══ TEXTE SOURCE

Le jour venu, il ne s’était en réalité finalement pas passé grand-chose. Les projections d’un passage éclair dans ce fameux monde perfectionné n’avaient pas été réalisées. Pire, la naissance du nouveau millénaire devait débuter à minuit une, par une chaine de catastrophes liées à un ridicule bug informatique  ! Cette erreur était une fois de plus d’origine humaine ! Il n’y aurait à l’évidence pas franchement assez de crédibilité en termes de compétences à allouer aux cadors de notre instable espèce, qui se révéleraient susceptibles de changer quoi que ce soit et qui viserait à efficacement sauver nos miches de la désintégration prochaine de cette pétaudière en ébullition.

Le Mixer2000 était frappé d’obsolescence programmée. La station de ski 2000 devrait s’équiper d’au moins deux mille canons à neige pour espérer survivre à son concept. Et les chemins de fer 2000 s’étaient contentés de raviver l’aspect de quelques unes de leurs rames de trains vintage à l’origine toutes uniformément kaki-vert-bouteille, en les rhabillant de quelques timides couleurs à peine un peu moins déprimantes.

════
══ CONTENU DU LISTING

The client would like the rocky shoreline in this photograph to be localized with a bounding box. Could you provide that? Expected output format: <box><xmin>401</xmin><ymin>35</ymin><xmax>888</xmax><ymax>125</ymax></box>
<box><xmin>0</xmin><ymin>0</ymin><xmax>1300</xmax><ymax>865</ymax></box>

════

CONSIGNE ->
Répondez à ces questions à partir du texte source :
(a) À quel moment la chaîne de catastrophes devait-elle débuter ?
(b) Combien de canons à neige la station de ski 2000 devrait-elle installer au minimum ?
(c) De quelle couleur étaient à l'origine les rames de trains vintage des chemins de fer 2000 ?

RÉPONSE ->
(a) À minuit une.
(b) Au moins deux mille.
(c) Toutes uniformément kaki-vert-bouteille.